PASSAGE PROVIDED:
Asymptomatic individuals with intracranial stenosis are typically told to take over the counter platelet inhibitors like aspirin whereas those with symptomatic presentation are prescribed anti-coagulation medications. For asymptomatic persons the idea is to stop the buildup of plaque from continuing. They are not experiencing symptoms; however if more build up occurs it is likely they will. For symptomatic individuals it is necessary to try and reduce the amount of stenosis. The anti-coagulation medications reduce the likelihood of further buildup while also trying to break down the current build up on the surface without an embolism forming. For those with severe stenosis that are at risk for impending stroke endovascular treatment is used. Depending on the individual and the location of the stenosis there are multiple treatments that can be undertaken. These include angioplasty, stent insertion, or bypass the blocked area.

==Related diseases==
Diseases associated with cerebral atherosclerosis include:

- Hypertensive arteriopathy
This pathological process involves the thickening and damage of arteriole walls. It mainly affects the ends of the arterioles which are located in the deep gray nuclei and deep white matter of the brain. It is thought that this is what causes cerebral microbleeds in deep brain regions. This small vessel damage can also reduce the clearance of amyloid-β, thereby increasing the likelihood of CAA.

Diseases cerebral atherosclerosis and associated diseases can cause are:
- Alzheimer's disease
Alzheimer's disease is a form of dementia that entails brain atrophy. Cerebral amyloid angiopathy is found in 90% of the cases at autopsy, with 25% being severe CAA.

- Cerebral microbleeds (CMB)
Cerebral microbleeds have been observed during recent studies on people with dementia using MRI.

- Stroke
Strokes occur from the sudden loss of blood flow to an area of the brain. The loss of flow is generally either from a blockage or hemorrhage. Studies of postmortem stroke cases have shown that intracranial atherosclerotic plaque build up occurred in over half of the individuals and over one third of the overall cases had stenotic build up.

RECORD EXTRACTS:
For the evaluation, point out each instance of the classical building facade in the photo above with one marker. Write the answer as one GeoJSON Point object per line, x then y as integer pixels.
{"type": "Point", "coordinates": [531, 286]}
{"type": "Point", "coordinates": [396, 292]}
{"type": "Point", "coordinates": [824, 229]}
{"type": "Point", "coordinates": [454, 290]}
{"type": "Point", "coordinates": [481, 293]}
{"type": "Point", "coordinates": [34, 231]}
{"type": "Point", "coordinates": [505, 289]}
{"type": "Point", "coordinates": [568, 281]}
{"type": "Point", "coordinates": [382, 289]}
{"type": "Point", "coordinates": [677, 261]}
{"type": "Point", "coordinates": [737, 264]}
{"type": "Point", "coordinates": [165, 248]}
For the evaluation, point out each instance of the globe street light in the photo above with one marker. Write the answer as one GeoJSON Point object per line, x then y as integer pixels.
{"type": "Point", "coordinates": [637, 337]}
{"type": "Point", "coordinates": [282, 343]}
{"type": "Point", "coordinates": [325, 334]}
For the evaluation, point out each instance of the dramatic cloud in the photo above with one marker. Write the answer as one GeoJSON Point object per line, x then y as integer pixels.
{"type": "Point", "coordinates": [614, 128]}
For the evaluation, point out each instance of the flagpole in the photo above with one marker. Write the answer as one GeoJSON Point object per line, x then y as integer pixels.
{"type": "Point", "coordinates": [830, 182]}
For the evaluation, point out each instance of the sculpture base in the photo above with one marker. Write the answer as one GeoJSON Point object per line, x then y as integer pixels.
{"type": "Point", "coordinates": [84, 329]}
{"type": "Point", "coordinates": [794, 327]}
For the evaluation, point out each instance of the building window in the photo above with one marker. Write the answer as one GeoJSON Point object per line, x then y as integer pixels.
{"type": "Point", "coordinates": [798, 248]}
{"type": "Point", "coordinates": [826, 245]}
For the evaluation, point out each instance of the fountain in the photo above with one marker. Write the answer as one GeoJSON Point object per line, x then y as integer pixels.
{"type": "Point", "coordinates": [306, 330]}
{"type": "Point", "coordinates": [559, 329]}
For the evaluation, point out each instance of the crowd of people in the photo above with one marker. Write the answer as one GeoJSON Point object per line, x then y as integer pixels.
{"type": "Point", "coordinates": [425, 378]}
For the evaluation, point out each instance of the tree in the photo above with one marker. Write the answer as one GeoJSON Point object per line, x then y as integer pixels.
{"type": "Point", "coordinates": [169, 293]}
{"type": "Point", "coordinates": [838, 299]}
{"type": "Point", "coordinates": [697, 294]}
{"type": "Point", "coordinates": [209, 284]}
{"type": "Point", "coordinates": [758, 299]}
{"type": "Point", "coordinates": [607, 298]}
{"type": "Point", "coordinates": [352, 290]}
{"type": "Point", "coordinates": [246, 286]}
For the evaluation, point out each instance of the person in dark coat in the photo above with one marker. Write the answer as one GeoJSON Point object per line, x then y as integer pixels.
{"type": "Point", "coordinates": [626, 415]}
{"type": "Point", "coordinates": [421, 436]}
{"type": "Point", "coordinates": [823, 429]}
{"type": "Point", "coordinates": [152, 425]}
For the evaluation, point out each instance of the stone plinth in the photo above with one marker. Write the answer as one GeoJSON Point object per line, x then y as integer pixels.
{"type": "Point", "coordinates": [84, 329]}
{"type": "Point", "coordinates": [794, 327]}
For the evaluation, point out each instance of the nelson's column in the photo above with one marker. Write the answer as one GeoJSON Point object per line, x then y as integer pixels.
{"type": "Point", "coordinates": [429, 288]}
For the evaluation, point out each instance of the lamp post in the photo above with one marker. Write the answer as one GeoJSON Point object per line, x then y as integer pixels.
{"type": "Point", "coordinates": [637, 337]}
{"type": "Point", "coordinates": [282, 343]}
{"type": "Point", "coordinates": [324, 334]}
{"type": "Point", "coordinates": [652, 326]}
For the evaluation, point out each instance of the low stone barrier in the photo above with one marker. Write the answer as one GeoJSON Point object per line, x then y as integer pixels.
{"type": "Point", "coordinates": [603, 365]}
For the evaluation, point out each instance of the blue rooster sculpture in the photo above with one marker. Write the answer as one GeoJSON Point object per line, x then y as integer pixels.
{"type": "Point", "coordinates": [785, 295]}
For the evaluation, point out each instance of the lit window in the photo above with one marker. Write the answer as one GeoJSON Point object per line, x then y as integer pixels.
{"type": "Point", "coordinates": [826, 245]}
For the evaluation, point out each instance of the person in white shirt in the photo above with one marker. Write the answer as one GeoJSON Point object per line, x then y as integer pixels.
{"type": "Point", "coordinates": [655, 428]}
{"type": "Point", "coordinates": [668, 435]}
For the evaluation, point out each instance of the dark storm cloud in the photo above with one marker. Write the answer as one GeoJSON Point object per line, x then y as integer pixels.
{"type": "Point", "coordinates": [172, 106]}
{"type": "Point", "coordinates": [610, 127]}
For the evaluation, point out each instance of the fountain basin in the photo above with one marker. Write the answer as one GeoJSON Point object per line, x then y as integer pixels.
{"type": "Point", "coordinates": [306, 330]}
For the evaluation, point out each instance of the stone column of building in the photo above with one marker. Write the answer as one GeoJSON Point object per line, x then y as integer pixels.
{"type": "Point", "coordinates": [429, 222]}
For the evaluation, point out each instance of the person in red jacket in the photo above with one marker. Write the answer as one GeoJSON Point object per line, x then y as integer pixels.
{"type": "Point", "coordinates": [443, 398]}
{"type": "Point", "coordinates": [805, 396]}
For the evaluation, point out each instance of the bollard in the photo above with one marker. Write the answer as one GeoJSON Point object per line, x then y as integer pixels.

WORK REQUEST A: From the passage on cerebral atherosclerosis, copy the stretch from "- Hypertensive arteriopathy" through "Cerebral microbleeds (CMB)".
WORK REQUEST B: In the passage on cerebral atherosclerosis, in what percentage of Alzheimer's disease cases is cerebral amyloid angiopathy found at autopsy?
WORK REQUEST C: List the treatment options that the passage on cerebral atherosclerosis gives for people with severe stenosis at risk for impending stroke.

RESPONSE AREA A:
- Hypertensive arteriopathy
This pathological process involves the thickening and damage of arteriole walls. It mainly affects the ends of the arterioles which are located in the deep gray nuclei and deep white matter of the brain. It is thought that this is what causes cerebral microbleeds in deep brain regions. This small vessel damage can also reduce the clearance of amyloid-β, thereby increasing the likelihood of CAA.

Diseases cerebral atherosclerosis and associated diseases can cause are:
- Alzheimer's disease
Alzheimer's disease is a form of dementia that entails brain atrophy. Cerebral amyloid angiopathy is found in 90% of the cases at autopsy, with 25% being severe CAA.

- Cerebral microbleeds (CMB)

RESPONSE AREA B: 90%

RESPONSE AREA C:
- Angioplasty
- Stent insertion
- Bypass of the blocked area